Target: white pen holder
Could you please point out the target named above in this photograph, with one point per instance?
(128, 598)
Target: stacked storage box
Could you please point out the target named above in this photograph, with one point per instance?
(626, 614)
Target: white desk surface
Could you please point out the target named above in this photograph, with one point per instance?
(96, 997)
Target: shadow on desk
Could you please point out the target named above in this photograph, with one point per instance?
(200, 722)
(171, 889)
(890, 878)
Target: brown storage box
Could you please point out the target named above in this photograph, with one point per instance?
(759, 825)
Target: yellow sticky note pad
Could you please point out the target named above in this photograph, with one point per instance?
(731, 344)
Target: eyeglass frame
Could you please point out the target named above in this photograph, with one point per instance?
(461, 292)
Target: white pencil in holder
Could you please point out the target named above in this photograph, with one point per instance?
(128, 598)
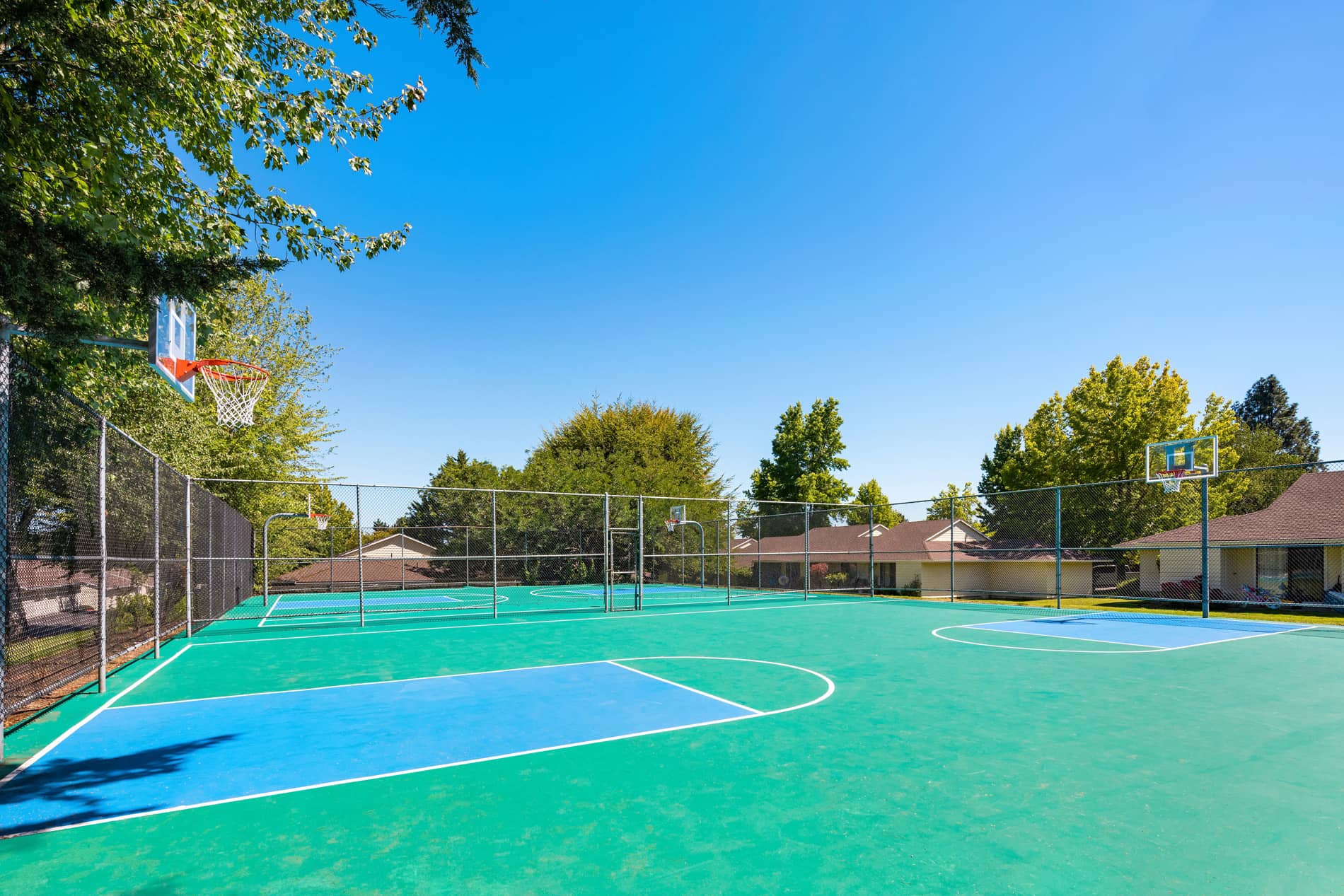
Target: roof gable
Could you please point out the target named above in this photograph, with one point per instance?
(1308, 512)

What needs to be done
Only these lines should appear in the reply: the one containing "Target: roof gable", the last line of the data, and all lines between them, each copied exactly.

Worked solution
Target: roof gable
Could you please point out the target named above in this photograph, with one point per instance?
(1308, 512)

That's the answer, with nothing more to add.